┌─ Data for the task

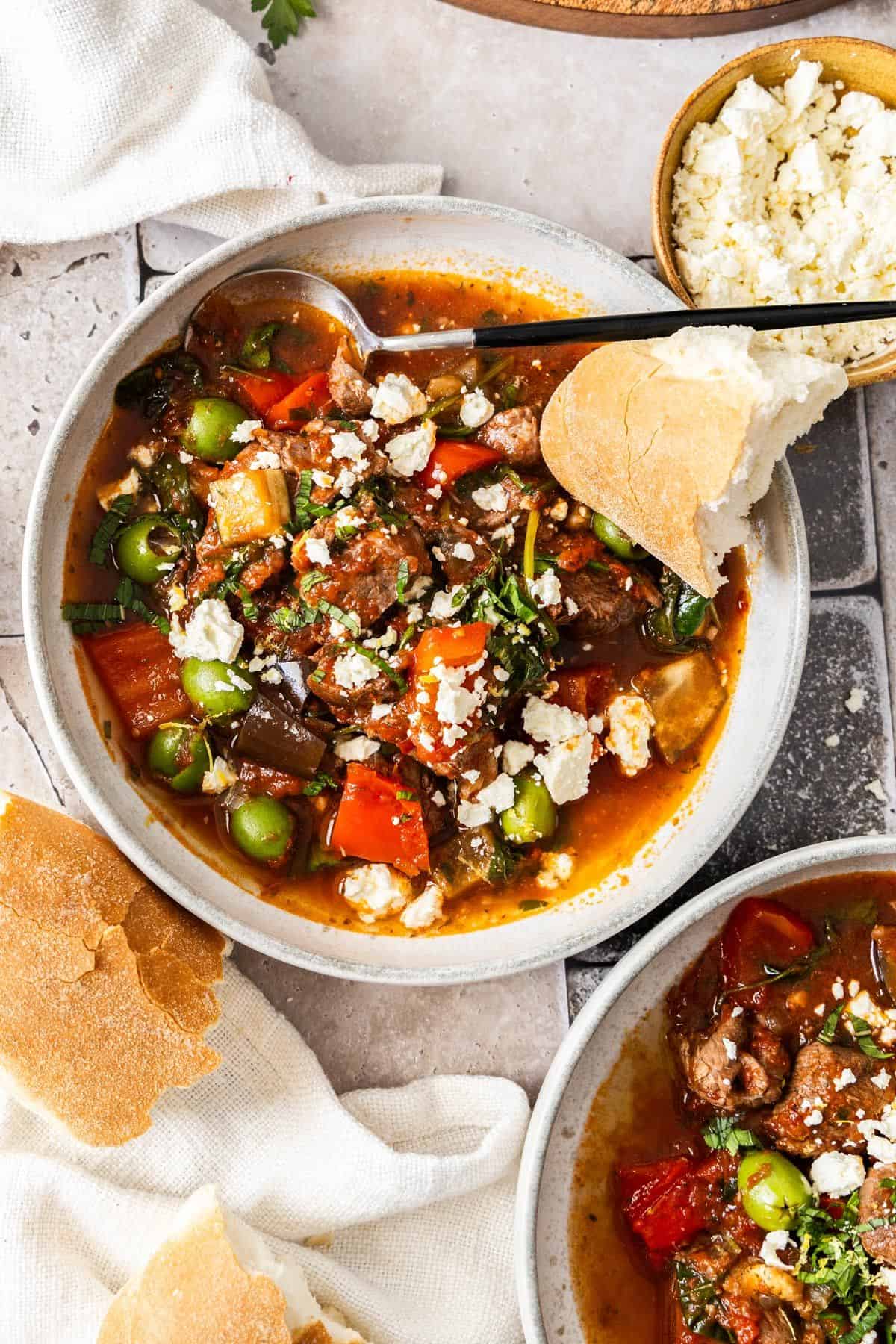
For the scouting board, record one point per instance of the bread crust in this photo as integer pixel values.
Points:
(105, 984)
(628, 437)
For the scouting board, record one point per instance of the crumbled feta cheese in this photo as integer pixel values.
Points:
(348, 447)
(408, 453)
(856, 699)
(220, 779)
(629, 737)
(790, 196)
(476, 409)
(423, 912)
(771, 1249)
(396, 399)
(211, 633)
(352, 670)
(516, 756)
(566, 768)
(837, 1174)
(243, 433)
(464, 551)
(491, 499)
(546, 589)
(356, 749)
(553, 724)
(375, 892)
(555, 870)
(317, 551)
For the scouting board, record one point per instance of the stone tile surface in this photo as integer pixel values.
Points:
(815, 791)
(833, 477)
(57, 307)
(382, 1035)
(551, 122)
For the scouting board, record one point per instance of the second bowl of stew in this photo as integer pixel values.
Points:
(393, 703)
(712, 1155)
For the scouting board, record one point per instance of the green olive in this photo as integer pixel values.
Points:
(218, 688)
(180, 756)
(615, 539)
(262, 827)
(773, 1189)
(532, 815)
(208, 429)
(147, 550)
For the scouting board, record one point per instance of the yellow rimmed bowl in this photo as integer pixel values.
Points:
(862, 66)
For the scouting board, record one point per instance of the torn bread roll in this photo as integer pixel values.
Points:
(105, 984)
(214, 1278)
(675, 440)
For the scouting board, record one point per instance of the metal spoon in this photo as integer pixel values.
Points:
(304, 288)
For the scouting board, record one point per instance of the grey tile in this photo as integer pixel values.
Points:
(582, 980)
(833, 479)
(382, 1035)
(813, 791)
(880, 402)
(58, 304)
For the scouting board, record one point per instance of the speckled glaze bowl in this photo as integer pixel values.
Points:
(867, 66)
(428, 234)
(635, 988)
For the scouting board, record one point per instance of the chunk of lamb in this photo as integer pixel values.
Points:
(876, 1202)
(514, 433)
(363, 577)
(600, 603)
(735, 1065)
(351, 391)
(829, 1085)
(314, 449)
(351, 703)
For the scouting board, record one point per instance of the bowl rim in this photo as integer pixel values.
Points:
(794, 865)
(860, 374)
(136, 847)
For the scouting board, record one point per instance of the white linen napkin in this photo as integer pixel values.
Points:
(120, 111)
(415, 1184)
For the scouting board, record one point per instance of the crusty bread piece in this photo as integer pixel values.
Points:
(214, 1280)
(675, 440)
(105, 984)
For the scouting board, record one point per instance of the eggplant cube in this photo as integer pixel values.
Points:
(250, 505)
(685, 695)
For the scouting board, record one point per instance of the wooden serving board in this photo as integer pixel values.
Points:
(649, 18)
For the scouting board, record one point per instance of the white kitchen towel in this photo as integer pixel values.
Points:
(120, 111)
(414, 1183)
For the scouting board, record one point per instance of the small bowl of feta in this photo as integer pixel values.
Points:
(777, 184)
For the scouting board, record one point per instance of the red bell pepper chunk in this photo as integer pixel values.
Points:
(662, 1203)
(309, 396)
(761, 934)
(585, 690)
(374, 823)
(264, 393)
(453, 645)
(449, 461)
(141, 673)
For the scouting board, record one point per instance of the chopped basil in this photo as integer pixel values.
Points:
(109, 529)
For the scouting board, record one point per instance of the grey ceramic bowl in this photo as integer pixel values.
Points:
(426, 234)
(632, 989)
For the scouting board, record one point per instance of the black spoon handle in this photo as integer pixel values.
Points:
(647, 326)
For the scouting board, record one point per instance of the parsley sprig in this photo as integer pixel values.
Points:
(281, 18)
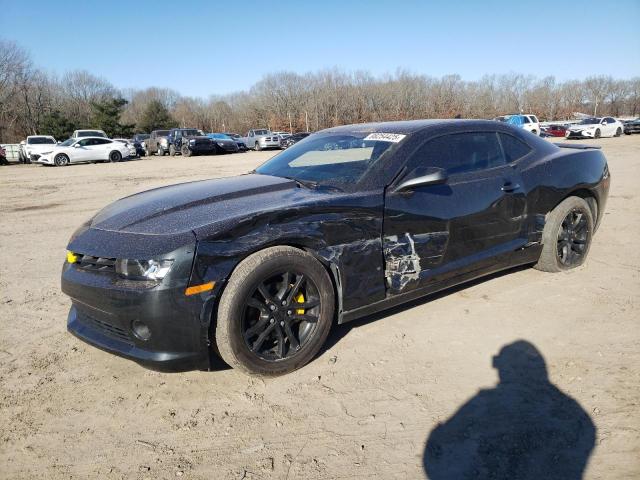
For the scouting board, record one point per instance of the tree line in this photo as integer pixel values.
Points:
(33, 101)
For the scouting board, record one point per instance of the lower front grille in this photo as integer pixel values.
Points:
(107, 329)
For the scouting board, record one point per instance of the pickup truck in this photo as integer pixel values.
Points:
(190, 141)
(157, 143)
(259, 139)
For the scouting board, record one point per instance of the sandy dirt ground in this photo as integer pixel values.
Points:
(363, 409)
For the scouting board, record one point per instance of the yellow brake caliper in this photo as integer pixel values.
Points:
(300, 299)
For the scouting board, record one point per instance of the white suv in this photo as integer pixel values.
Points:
(89, 133)
(34, 145)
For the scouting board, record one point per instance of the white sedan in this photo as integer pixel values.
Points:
(596, 128)
(86, 149)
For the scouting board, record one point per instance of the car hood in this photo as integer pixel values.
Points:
(187, 207)
(583, 127)
(198, 137)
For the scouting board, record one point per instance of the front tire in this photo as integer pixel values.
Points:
(275, 313)
(61, 160)
(567, 235)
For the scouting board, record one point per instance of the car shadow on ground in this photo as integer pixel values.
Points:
(338, 332)
(524, 428)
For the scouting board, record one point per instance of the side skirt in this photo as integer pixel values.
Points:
(520, 257)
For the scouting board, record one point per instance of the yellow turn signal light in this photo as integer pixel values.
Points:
(205, 287)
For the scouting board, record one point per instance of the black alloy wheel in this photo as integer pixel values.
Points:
(280, 315)
(572, 238)
(275, 312)
(567, 235)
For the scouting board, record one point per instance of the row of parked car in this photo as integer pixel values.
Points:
(95, 146)
(191, 141)
(589, 127)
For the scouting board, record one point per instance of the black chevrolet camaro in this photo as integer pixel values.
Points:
(347, 222)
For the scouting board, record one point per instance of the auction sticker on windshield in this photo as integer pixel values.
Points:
(385, 137)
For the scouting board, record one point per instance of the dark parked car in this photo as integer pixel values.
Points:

└─

Taking the entries above, print exactly the lines starting at the line with "truck in this photo as integer pixel values." and ending at the line with "hood in this photo as integer pixel values.", both included.

For the scouting board, record one point per instance of the pickup truck in this photo as integer pixel values.
Points:
(190, 141)
(157, 143)
(259, 139)
For the scouting board, record one point per instance of the sandy dirt ground in this photo as integer pixel values.
Points:
(363, 409)
For the scouting board, record one point per instance of the yellow brake caliper in this photo as integer pixel values.
Points:
(300, 299)
For the scouting board, record one point per instance of the white suv in this photo as integer pixel values.
Points:
(89, 133)
(34, 145)
For the scouting board, record one point per instance of the white sedan in this photo as integer pixel values.
Points:
(596, 128)
(86, 149)
For the scouting board, record one point per instance of the car hood in this photo as integer pixel values.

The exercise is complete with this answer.